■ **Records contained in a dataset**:
★ ★ ★ ★ ★ ★ ★

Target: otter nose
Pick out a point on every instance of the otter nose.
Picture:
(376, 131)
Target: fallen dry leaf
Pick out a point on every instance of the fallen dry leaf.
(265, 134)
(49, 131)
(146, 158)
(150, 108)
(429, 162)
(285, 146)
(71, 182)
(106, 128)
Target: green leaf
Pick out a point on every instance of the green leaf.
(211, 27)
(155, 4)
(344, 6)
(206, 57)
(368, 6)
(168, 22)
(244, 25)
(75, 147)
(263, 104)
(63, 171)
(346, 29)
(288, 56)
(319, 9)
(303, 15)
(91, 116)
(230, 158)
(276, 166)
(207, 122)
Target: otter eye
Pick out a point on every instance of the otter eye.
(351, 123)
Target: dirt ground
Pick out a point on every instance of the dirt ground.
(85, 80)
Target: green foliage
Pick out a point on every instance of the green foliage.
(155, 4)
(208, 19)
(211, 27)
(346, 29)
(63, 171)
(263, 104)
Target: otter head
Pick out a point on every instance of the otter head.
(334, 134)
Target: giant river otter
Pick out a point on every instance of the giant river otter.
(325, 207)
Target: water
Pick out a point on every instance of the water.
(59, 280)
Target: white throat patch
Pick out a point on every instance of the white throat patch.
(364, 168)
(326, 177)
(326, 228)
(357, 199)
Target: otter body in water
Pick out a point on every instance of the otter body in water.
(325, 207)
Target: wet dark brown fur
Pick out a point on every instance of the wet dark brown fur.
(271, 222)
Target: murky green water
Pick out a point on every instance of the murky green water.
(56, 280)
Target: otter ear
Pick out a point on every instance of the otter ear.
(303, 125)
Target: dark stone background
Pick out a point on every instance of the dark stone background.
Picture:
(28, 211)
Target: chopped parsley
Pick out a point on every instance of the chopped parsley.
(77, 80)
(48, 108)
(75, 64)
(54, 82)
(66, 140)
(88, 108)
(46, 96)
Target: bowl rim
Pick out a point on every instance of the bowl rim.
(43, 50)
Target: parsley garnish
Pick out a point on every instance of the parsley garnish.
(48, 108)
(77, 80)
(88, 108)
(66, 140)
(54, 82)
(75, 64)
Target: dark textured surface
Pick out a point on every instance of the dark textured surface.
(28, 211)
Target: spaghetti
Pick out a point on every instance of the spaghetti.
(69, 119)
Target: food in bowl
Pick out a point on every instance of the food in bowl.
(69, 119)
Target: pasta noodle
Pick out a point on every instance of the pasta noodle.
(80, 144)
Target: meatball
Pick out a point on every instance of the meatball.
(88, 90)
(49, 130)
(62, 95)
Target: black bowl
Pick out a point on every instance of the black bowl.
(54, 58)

★ ★ ★ ★ ★ ★ ★

■ **WHAT THE EXERCISE ASKS**: Where the data above reaches the line holding "Target: otter eye", begin printing, and stop after the line holding "Target: water". Each line must be reproduced exactly, with nothing else added.

■ **ANSWER SECTION**:
Target: otter eye
Pick out a point on every instance of the otter eye.
(351, 123)
Target: dirt ground
Pick out a point on every instance of the dirt ground.
(85, 80)
Target: green foliage
Pick out a point on every instance of the green foliage.
(155, 4)
(208, 19)
(211, 27)
(346, 29)
(63, 171)
(263, 104)
Target: otter head
Pick out a point on every instance of the otter head.
(334, 134)
Target: giant river otter
Pick out a point on every instance of the giant river otter.
(325, 207)
Target: water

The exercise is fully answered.